▶ [WHAT THE EXERCISE ASKS]
Which lines run from the one containing "Kindly point to the silver" to the end of the records? Write them out exactly, both ends included, and nothing else.

━━━━━ DATA EXTRACT

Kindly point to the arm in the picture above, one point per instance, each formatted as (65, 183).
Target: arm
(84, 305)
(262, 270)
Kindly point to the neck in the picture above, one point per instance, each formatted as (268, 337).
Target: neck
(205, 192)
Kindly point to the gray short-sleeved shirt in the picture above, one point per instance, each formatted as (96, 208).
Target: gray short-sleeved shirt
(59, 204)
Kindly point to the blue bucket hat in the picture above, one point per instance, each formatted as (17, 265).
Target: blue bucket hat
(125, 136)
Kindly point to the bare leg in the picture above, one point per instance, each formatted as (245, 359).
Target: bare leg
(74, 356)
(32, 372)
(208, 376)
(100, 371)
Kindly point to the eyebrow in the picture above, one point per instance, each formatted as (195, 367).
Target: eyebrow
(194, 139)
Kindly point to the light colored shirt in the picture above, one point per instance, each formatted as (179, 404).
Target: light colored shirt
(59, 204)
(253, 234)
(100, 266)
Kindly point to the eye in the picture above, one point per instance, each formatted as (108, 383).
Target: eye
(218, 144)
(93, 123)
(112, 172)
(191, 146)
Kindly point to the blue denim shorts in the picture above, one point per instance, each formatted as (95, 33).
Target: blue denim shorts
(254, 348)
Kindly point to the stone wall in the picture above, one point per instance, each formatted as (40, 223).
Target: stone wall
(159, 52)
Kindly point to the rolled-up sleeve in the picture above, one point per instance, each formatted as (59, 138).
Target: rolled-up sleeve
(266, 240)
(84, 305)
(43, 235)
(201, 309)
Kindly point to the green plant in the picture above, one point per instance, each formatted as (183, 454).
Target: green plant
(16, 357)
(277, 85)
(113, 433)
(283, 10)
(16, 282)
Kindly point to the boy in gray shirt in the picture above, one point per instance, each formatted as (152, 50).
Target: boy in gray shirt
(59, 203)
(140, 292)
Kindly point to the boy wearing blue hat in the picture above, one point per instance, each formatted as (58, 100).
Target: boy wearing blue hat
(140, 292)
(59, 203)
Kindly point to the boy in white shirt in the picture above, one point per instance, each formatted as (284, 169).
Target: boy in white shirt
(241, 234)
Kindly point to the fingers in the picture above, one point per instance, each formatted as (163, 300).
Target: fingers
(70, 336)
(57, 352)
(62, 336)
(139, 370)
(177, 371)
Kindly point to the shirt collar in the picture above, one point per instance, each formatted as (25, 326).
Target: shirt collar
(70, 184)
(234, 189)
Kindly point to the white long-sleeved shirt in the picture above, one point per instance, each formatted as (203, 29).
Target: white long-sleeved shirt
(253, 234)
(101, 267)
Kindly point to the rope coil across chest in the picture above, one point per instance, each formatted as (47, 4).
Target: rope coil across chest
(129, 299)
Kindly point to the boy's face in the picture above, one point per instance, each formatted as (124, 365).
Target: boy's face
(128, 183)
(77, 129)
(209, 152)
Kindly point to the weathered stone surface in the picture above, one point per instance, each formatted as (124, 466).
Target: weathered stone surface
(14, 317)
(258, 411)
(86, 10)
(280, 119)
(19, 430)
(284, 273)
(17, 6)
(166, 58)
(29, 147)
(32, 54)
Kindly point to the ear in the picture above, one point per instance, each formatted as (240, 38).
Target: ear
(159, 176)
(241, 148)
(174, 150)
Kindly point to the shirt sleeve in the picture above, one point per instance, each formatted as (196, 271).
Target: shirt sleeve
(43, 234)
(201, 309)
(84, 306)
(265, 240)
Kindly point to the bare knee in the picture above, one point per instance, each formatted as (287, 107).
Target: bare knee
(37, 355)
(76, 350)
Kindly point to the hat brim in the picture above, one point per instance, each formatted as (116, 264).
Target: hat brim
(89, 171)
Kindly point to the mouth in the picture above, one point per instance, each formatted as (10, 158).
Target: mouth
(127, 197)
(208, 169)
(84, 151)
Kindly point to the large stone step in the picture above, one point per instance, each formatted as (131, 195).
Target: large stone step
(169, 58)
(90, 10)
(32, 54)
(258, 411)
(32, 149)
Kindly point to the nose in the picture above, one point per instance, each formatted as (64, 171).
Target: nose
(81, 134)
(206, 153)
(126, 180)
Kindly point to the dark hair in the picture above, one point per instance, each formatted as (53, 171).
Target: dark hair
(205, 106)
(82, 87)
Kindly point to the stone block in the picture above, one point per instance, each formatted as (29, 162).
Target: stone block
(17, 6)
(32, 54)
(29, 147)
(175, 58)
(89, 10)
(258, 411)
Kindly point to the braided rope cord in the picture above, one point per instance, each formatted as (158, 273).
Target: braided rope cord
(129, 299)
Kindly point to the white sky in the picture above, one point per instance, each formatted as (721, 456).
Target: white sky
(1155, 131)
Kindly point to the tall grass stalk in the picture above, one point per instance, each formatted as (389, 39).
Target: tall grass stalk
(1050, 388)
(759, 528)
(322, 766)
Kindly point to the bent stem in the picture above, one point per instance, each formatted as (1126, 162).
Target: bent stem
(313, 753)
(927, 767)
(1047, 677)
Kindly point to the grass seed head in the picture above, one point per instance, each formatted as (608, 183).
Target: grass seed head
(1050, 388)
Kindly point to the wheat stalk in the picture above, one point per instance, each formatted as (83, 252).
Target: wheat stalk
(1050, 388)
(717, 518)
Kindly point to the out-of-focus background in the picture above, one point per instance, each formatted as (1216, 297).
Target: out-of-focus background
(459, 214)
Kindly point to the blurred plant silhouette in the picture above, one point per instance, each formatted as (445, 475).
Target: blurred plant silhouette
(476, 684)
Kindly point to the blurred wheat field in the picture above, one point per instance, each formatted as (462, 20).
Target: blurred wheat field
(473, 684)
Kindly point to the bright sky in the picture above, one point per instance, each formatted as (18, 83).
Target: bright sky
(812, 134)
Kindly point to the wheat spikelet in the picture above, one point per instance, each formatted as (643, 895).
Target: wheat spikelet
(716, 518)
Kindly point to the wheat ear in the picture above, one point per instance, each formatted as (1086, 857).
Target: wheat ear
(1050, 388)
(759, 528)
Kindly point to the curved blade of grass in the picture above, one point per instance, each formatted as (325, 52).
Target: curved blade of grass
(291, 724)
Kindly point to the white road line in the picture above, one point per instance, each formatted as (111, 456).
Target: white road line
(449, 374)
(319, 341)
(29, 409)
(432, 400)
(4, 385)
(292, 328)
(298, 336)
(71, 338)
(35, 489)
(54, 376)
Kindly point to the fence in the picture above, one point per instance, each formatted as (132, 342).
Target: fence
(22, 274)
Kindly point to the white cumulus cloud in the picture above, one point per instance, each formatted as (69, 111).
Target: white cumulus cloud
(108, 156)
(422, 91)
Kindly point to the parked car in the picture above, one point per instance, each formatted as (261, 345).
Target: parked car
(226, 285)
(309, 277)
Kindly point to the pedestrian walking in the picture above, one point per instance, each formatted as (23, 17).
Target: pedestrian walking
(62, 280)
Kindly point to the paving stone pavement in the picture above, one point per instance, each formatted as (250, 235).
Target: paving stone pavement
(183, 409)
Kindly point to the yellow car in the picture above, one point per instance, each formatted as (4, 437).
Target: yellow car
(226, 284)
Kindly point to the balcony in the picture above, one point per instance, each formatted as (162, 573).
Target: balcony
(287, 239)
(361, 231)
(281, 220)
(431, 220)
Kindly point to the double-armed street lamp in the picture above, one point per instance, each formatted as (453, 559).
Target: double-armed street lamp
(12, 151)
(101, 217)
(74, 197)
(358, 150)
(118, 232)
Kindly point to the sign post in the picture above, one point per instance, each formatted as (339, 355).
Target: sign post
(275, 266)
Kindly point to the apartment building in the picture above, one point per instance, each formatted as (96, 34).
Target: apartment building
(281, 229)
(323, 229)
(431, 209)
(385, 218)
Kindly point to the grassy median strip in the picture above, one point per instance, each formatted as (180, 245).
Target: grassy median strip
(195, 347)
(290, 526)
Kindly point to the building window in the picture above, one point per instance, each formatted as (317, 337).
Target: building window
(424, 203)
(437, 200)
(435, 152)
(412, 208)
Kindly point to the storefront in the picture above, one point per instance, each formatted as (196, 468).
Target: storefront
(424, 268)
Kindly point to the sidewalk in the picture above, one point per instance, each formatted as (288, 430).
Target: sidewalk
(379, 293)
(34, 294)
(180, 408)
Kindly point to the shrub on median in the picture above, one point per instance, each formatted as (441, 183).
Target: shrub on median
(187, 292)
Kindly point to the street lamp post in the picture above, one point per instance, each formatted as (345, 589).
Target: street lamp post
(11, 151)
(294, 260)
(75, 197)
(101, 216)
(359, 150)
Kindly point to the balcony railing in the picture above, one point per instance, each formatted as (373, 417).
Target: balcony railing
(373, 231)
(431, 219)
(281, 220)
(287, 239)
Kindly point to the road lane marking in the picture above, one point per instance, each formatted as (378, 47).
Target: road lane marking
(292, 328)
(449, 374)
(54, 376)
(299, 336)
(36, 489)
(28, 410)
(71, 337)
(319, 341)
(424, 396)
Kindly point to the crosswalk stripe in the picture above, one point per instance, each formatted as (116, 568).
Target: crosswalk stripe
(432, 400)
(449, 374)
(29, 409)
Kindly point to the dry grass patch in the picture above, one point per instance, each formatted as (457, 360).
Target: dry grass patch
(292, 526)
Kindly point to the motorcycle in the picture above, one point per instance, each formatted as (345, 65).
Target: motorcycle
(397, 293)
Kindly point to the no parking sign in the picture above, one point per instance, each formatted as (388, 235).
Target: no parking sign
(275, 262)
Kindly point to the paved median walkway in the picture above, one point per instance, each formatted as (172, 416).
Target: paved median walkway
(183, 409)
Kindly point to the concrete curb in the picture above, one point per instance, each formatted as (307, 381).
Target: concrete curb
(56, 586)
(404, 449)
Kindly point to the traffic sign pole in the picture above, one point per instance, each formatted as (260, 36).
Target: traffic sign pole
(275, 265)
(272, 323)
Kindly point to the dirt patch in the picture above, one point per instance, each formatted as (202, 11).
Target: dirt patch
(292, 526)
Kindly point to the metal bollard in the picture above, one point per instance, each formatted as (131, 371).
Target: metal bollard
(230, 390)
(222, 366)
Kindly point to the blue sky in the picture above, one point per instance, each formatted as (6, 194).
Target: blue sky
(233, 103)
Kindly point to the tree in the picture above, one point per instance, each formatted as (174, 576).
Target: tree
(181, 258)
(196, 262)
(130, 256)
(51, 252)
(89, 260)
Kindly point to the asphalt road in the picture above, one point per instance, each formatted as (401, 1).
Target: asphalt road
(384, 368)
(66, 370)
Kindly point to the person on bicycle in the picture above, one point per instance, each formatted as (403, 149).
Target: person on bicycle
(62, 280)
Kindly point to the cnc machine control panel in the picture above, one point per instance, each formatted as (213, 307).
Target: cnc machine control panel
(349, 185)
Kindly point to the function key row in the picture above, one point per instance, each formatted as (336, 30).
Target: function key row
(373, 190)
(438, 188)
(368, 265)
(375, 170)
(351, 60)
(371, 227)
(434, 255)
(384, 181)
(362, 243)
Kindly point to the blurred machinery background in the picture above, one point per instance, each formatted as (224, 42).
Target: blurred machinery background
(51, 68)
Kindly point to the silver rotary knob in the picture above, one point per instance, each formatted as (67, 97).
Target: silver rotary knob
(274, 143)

━━━━━━━━━━

▶ [TASK RESULT]
Kindly point to the silver rotary knob in the picture above, one point per instance, each formatted as (67, 97).
Target: silver rotary knob
(274, 143)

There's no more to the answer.